What to work on:
Return every record below exactly as written, but leave out the pictures.

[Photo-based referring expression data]

★ ★ ★

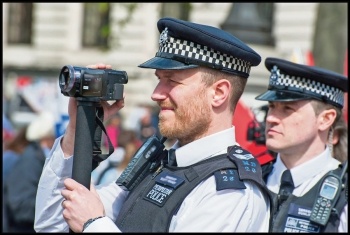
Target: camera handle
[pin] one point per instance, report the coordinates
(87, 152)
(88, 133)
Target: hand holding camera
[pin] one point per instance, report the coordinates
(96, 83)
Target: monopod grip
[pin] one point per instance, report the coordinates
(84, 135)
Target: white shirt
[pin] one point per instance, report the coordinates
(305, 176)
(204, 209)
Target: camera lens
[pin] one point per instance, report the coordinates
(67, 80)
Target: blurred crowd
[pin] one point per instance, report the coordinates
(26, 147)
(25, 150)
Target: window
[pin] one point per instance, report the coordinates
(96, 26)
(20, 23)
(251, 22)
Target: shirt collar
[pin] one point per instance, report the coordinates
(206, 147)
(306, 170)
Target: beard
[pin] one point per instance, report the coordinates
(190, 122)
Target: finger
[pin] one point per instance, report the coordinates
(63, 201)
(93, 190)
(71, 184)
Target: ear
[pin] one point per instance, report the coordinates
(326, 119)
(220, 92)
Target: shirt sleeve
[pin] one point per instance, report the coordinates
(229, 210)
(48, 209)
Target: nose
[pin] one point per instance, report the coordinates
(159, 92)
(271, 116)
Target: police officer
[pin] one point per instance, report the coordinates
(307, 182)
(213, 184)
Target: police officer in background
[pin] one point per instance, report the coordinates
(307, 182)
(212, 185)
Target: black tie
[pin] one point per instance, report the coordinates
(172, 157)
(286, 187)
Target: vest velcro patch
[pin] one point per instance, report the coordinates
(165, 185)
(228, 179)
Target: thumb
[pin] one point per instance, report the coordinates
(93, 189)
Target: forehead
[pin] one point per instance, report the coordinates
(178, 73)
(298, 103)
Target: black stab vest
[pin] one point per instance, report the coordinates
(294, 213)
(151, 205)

★ ★ ★

Completed task:
Target: camera handle
[pin] one point per instance, report the coordinates
(87, 152)
(88, 133)
Target: hand holding camera
[pin] one point per instance, report the coordinates
(96, 83)
Target: monopod grip
[pin] one point per instance, report the coordinates
(84, 135)
Target: white shirt
[pin] one point per instance, report the coordinates
(305, 176)
(204, 209)
Target: camera lens
[pin] one point per instance, report the coordinates
(67, 80)
Target: blurred crowd
[pin] one point per instance, report the coordinates
(26, 147)
(25, 150)
Target: window
[pin] one point per instance, report the coordinates
(96, 26)
(20, 23)
(251, 22)
Target: shirt collar
[pin] one point per instance, report the coordinates
(206, 147)
(306, 170)
Target: beard
[pin] one point per instance, report the coordinates
(190, 122)
Target: finger
[pin] one point per instance, report the coordinates
(63, 201)
(93, 190)
(71, 184)
Target: ear
[pin] one point per instance, report the coordinates
(326, 119)
(220, 92)
Target: shirt sleeve
[pin] one point per instance, report the coordinates
(229, 210)
(48, 209)
Target: nose
[pin] one point per instance, report the coordinates
(159, 92)
(271, 116)
Target: police officer
[pin] one point per instance, report the coordinates
(307, 182)
(213, 184)
Target: police officer in background
[pin] one point per instance, report the coordinates
(307, 182)
(212, 185)
Target: black tie
[pin] one point per instance, report the coordinates
(172, 157)
(286, 187)
Target: vest velcro patch
[pin] one point per instance, report the coordinates
(165, 185)
(228, 179)
Target: thumb
[pin] one point per instance, report the coordinates
(93, 189)
Target: forehead
[pin] one point per instance, report the coordinates
(178, 73)
(298, 103)
Target: black stab vest
[pin] one point per instance, report the coordinates
(294, 213)
(151, 205)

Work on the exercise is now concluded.